_OBJECTIVE_
Recast the data from its start through the line containing "pixel 268 385", both ends included, as a Markdown table with the columns Row and Line. Number each row and leave out blank lines.

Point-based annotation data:
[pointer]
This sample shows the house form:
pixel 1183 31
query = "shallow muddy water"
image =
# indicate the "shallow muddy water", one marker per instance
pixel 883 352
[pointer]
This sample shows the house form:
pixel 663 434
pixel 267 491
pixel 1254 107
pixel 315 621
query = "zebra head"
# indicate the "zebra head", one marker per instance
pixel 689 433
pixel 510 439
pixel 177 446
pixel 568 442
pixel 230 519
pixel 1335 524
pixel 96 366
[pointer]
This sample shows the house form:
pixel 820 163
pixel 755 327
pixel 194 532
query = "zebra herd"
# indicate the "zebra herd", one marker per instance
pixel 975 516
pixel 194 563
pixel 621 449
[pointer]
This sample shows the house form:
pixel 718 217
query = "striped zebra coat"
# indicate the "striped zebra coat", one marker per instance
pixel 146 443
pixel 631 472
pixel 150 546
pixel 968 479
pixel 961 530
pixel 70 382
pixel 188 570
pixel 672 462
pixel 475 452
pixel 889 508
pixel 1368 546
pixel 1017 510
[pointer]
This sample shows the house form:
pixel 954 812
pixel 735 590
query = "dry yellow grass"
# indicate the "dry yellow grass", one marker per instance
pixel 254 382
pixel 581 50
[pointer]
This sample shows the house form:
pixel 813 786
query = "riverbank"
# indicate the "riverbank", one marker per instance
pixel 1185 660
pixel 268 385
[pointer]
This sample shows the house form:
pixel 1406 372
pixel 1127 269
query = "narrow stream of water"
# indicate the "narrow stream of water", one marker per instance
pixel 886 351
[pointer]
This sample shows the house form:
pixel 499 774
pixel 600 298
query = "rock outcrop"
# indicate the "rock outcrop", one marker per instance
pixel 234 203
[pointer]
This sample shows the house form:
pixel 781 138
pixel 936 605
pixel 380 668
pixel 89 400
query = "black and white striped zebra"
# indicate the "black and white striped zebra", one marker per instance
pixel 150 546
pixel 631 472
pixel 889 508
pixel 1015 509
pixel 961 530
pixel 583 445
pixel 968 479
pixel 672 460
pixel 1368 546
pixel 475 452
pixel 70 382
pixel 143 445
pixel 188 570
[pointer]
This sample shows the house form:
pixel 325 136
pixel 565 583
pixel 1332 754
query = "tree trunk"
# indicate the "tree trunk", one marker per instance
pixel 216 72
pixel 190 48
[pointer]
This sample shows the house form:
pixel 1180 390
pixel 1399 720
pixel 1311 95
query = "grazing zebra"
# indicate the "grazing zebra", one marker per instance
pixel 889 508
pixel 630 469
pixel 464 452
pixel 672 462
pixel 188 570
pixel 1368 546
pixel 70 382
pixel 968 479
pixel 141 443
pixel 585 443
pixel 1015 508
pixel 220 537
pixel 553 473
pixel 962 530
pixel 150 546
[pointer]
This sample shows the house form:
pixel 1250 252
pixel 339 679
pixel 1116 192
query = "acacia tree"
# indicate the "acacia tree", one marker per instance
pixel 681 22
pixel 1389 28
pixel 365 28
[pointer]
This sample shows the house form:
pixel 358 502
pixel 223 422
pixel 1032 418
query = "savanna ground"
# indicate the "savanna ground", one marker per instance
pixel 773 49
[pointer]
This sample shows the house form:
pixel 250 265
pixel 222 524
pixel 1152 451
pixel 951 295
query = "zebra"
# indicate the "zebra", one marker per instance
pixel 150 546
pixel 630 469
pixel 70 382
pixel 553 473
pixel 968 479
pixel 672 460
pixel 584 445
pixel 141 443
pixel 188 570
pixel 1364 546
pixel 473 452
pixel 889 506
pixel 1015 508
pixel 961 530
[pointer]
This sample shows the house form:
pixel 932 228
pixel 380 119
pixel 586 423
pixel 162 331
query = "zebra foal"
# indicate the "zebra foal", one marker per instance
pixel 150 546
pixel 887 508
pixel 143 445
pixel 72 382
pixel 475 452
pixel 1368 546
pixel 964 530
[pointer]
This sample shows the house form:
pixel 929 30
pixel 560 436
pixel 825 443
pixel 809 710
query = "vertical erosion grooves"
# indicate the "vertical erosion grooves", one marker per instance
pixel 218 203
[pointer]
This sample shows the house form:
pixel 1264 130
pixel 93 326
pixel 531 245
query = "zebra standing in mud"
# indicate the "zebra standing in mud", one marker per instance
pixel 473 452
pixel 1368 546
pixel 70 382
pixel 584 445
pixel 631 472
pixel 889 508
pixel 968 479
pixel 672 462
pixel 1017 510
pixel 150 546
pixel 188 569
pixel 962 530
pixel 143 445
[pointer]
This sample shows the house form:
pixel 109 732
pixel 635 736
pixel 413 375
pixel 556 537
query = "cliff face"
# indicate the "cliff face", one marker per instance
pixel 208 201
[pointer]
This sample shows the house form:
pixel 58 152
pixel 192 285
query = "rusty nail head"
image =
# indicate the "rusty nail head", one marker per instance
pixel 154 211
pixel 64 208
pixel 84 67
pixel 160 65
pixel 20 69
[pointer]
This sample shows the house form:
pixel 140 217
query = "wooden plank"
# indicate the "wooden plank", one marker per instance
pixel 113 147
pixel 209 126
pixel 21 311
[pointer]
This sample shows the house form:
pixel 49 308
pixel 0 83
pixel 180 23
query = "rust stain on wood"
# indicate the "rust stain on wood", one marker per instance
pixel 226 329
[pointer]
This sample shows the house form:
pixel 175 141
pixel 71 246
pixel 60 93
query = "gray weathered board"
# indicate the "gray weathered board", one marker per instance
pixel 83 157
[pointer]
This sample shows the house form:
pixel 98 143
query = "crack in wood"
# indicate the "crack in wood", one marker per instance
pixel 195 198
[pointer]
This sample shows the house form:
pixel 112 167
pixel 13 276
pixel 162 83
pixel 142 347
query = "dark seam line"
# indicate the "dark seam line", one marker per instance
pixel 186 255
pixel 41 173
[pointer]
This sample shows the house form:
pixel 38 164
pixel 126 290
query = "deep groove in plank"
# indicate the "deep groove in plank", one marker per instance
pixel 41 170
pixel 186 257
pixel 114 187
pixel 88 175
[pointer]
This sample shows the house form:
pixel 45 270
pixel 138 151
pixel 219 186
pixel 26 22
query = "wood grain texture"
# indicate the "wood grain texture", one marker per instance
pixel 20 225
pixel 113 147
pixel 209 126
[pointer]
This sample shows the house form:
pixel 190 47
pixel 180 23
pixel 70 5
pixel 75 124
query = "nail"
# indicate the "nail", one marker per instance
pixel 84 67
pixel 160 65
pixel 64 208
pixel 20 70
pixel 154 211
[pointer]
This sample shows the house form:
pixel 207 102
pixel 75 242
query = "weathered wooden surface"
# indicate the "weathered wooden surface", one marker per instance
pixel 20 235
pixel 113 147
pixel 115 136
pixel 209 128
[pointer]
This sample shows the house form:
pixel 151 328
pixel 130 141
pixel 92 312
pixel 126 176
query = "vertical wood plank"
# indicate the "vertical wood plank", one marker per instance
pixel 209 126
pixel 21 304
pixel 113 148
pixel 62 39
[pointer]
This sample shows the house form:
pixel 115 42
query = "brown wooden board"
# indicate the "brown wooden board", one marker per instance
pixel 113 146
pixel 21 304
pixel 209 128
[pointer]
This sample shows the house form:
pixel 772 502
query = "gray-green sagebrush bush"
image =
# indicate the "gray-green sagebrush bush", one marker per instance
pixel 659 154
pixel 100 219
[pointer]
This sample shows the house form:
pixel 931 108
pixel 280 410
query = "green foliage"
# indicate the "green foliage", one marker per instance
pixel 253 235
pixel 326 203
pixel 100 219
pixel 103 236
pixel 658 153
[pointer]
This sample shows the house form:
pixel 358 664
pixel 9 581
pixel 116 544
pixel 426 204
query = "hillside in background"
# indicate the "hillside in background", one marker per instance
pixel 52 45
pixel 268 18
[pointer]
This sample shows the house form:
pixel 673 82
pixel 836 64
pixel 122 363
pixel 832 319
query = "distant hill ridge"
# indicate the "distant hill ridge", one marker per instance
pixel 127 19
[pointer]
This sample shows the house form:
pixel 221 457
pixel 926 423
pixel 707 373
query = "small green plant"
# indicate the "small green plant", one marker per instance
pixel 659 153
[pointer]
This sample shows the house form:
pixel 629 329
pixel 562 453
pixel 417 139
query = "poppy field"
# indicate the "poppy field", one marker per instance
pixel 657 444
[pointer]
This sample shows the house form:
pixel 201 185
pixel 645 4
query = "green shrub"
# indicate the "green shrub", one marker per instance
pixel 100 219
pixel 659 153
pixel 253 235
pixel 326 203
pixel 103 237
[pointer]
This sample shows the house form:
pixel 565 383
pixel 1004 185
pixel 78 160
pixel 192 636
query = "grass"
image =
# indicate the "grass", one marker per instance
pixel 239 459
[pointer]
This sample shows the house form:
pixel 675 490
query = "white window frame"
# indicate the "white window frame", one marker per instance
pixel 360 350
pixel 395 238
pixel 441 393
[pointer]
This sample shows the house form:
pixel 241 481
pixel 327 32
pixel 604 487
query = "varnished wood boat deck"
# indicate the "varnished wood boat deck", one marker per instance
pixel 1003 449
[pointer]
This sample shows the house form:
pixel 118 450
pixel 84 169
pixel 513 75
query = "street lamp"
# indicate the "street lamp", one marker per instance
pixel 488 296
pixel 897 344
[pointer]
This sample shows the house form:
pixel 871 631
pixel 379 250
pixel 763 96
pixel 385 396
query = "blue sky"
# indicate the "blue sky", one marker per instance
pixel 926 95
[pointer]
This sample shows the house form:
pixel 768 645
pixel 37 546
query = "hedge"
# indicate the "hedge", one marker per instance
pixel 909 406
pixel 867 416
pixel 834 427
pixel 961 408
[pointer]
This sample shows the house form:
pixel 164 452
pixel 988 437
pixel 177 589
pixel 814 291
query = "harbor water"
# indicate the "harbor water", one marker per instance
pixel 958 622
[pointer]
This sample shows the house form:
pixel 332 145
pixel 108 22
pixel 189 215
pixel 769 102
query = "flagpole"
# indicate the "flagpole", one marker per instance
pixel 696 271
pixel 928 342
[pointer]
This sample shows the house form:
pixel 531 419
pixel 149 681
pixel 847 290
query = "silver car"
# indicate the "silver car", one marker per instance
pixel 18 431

_EXERCISE OUTPUT_
| Row | Line |
|---|---|
| 1 | [pointer] |
| 2 | This sample shows the house form: |
| 3 | pixel 1183 31 |
| 4 | query = "shallow muddy water" |
| 5 | image = |
| 6 | # indicate the "shallow muddy water", one marker per instance |
| 7 | pixel 883 352 |
| 8 | [pointer] |
| 9 | This sample shows the house form: |
| 10 | pixel 663 434 |
| 11 | pixel 267 491 |
| 12 | pixel 1254 107 |
| 13 | pixel 315 621 |
| 14 | query = "zebra head" |
| 15 | # indicate the "zebra head", one marker per instance |
| 16 | pixel 689 433 |
| 17 | pixel 510 439 |
| 18 | pixel 177 446 |
| 19 | pixel 568 442 |
| 20 | pixel 230 519 |
| 21 | pixel 1335 524 |
| 22 | pixel 96 366 |
| 23 | [pointer] |
| 24 | This sample shows the house form: |
| 25 | pixel 820 163 |
| 26 | pixel 755 327 |
| 27 | pixel 194 532 |
| 28 | query = "zebra herd" |
| 29 | # indicate the "zebra herd", one marker per instance |
| 30 | pixel 975 516 |
| 31 | pixel 194 563 |
| 32 | pixel 621 449 |
| 33 | [pointer] |
| 34 | This sample shows the house form: |
| 35 | pixel 718 217 |
| 36 | query = "striped zebra coat" |
| 37 | # indicate the "striped zebra coat", one marker per instance |
| 38 | pixel 146 443 |
| 39 | pixel 631 472 |
| 40 | pixel 150 546 |
| 41 | pixel 968 479 |
| 42 | pixel 961 530 |
| 43 | pixel 70 382 |
| 44 | pixel 188 570 |
| 45 | pixel 672 462 |
| 46 | pixel 475 452 |
| 47 | pixel 889 508 |
| 48 | pixel 1368 546 |
| 49 | pixel 1017 510 |
| 50 | [pointer] |
| 51 | This sample shows the house form: |
| 52 | pixel 954 812 |
| 53 | pixel 735 590 |
| 54 | query = "dry yellow grass" |
| 55 | # indicate the "dry yellow grass", one marker per instance |
| 56 | pixel 254 382 |
| 57 | pixel 581 50 |
| 58 | [pointer] |
| 59 | This sample shows the house form: |
| 60 | pixel 813 786 |
| 61 | query = "riverbank" |
| 62 | # indicate the "riverbank", one marker per instance |
| 63 | pixel 1185 660 |
| 64 | pixel 268 385 |